* [What you are asked to do] Shift every coordinate in the answers by adding 5, and write out everything from the line with "the baseball team" through the end of the records again, requests included. Leave the pictures out of your answer.
§ §
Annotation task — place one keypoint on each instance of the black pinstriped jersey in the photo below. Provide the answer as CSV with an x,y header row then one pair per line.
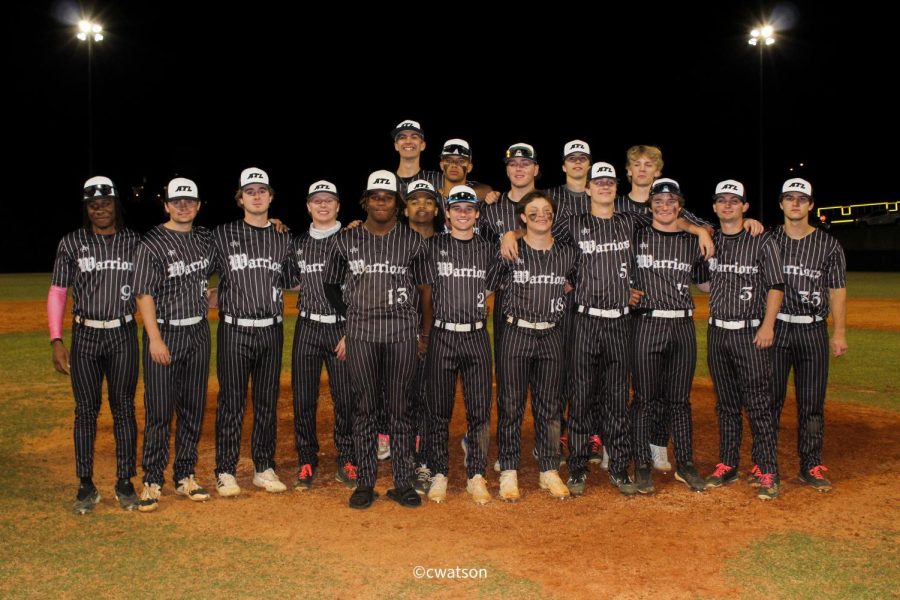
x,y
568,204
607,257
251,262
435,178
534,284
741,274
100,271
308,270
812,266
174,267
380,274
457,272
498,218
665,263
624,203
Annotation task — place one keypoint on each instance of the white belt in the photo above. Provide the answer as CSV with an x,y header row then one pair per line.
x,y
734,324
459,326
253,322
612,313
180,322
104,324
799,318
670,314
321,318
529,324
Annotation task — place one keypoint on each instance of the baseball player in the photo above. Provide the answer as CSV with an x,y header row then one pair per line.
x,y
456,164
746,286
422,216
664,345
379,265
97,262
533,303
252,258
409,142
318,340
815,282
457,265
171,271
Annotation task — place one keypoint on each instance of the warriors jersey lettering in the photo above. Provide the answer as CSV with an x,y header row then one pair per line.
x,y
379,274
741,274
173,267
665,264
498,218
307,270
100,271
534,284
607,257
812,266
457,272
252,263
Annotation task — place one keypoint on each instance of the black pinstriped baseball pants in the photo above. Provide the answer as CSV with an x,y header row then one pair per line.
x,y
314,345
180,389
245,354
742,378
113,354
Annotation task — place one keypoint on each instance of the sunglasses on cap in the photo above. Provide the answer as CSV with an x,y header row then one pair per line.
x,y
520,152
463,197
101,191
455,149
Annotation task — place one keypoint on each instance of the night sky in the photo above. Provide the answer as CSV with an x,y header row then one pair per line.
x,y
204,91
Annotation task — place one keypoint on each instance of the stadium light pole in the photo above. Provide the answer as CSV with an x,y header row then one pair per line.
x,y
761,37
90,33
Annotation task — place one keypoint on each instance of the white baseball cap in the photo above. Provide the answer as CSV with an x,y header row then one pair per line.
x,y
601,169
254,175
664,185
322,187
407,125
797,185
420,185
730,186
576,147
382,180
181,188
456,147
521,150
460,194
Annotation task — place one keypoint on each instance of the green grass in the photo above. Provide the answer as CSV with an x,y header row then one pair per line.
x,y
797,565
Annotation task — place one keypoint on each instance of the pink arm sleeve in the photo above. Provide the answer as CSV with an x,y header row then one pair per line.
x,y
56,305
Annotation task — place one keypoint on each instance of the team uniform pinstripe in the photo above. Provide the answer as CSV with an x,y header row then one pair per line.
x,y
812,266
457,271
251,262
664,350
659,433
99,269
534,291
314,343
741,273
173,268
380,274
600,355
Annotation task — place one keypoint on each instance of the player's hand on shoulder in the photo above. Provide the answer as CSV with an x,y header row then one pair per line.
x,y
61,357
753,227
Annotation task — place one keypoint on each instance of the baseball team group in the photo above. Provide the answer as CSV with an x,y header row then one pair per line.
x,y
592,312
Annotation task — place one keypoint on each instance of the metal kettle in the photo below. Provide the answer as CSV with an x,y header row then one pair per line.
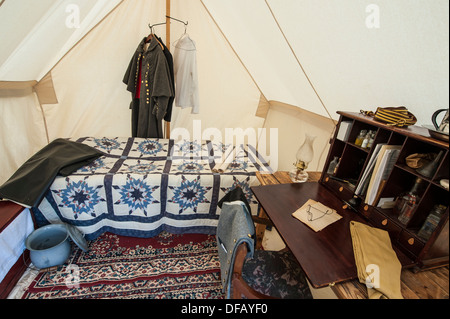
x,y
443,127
§ §
* [Final result]
Annotation task — place one keypoint on each instance of the baseball team group in the photo above. Provide the answer as CSV with an x,y header row then one pair per line.
x,y
597,317
Annotation task — place one keypoint on each instance of the metal kettle in the photo below. Provide the answer as CSV with an x,y header row then one pair per line.
x,y
448,132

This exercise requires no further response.